Texte proposé:
La GouletteClaudia Cardinale se sent «toujours un peu tunisienne»
L’actrice italo-tunisienne de 84 ans, inoubliable dans «Le Guépard» ou «Il était une fois dans l’Ouest», possède désormais une rue à son nom dans la banlieue nord de Tunis.
«Je suis toujours un peu tunisienne»: l’actrice Claudia Cardinale, qui a inauguré dimanche une rue à son nom près de Tunis, a souligné son attachement à sa terre natale dont le sens de l’hospitalité est, selon elle, un modèle pour l’accueil des migrants en Occident.
«Très reconnaissante»
«Je suis très honorée car c’est ici où je suis née et où j’ai passé mon enfance», a déclaré la comédienne italo-tunisienne de 84 ans, au début d’une cérémonie en son honneur à La Goulette, une ville portuaire dans la banlieue nord de la capitale tunisienne. Visiblement enchantée, l’actrice a dansé au son d’airs joués par un orchestre traditionnel, puis s’est vu remettre de multiples cadeaux dont des portraits réalisés par des peintres locaux.
Une fresque murale avec portrait géant de l’actrice a été dévoilée juste avant l’inauguration d’une plaque à son nom, près de la petite gare ferroviaire de La Goulette. «On aime beaucoup Claudia et elle aime la Tunisie, elle retourne au bercail, on a voulu la gâter avec une rue qui portera son nom pour l’éternité», a déclaré à l’AFP la maire de La Goulette, Amel Limam. «Je garde beaucoup de choses de la Tunisie en moi, ses paysages, ses gens, son sens de l’accueil, son ouverture», a confié l’actrice, avant ces cérémonies, dans un entretien à l’AFP par mail.
Cette descendante d’émigrés italiens s’est dite «très reconnaissante» envers la mairie et l’association «La Piccola Sicilia», co-organisatrice des cérémonies en son honneur. Cette «Petite Sicile» était le quartier de La Goulette où se concentraient des milliers d’Italiens de Tunisie, en majorité venus de Sicile, et où est née «la Cardinale». A l’indépendance en 1956, la communauté italienne, dont beaucoup d’émigrants arrivés avant le protectorat français (démarré en 1881), comptait plus de 130’000 membres.
«Grande mixité culturelle»
«C’est un passé important: la Tunisie de mes parents, de mes grands-parents, a été une Tunisie extraordinaire. Une terre de partage, de joie, d’échange», a-t-elle confié, soulignant avoir «grandi dans une très grande mixité culturelle». Elue en juillet 1957, «plus belle Italienne de Tunisie», à tout juste 19 ans, sa récompense est un voyage la même année au festival de cinéma de Venise où elle est remarquée par la profession. En particulier par le réalisateur Mario Monicelli qui lui donnera l’année suivante son premier rôle dans «Le Pigeon».
Peu après, sa famille déménage avec elle à Rome où sa carrière prend son envol, avec des rôles mythiques dans «Le Guépard» de Luchino Visconti ou «Il était une fois dans l’Ouest» de Sergio Leone. L’actrice, qui vit en France depuis de nombreuses années, n’a jamais cessé de tourner et joue la grand-mère dans le dernier film du Tunisien Ridha Behi, «L’île du Pardon», actuellement en post-production.

Données:

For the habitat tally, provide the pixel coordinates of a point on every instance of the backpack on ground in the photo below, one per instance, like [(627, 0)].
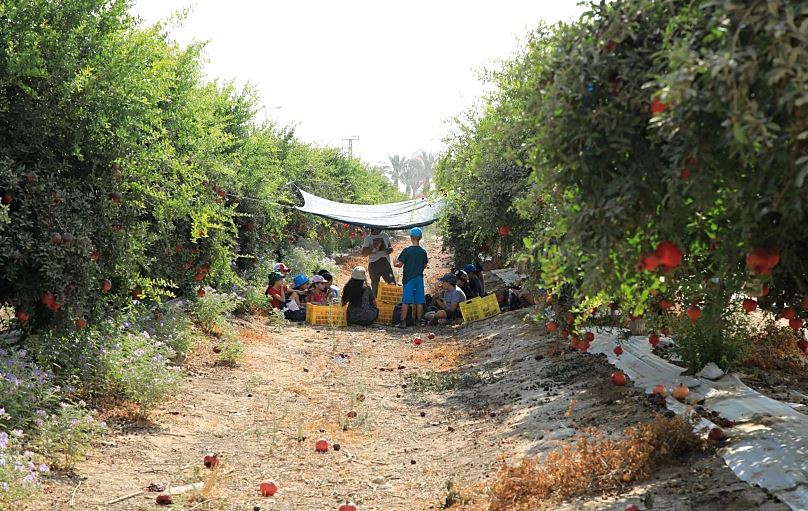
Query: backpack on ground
[(397, 315)]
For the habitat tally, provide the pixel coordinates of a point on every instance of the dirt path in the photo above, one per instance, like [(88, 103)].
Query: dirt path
[(449, 410)]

Vos consignes:
(A) Recopiez tout le passage de l'article sur Claudia Cardinale, de «Peu après, sa» jusqu'à «actuellement en post-production.».
(B) D'après l'article sur Claudia Cardinale, quel réalisateur lui a confié son premier rôle, et dans quel film ?
La liste n'a aucun rôle dans cet exercice.

Corrigé:
(A)
Peu après, sa famille déménage avec elle à Rome où sa carrière prend son envol, avec des rôles mythiques dans «Le Guépard» de Luchino Visconti ou «Il était une fois dans l’Ouest» de Sergio Leone. L’actrice, qui vit en France depuis de nombreuses années, n’a jamais cessé de tourner et joue la grand-mère dans le dernier film du Tunisien Ridha Behi, «L’île du Pardon», actuellement en post-production.

(B) Mario Monicelli, dans «Le Pigeon».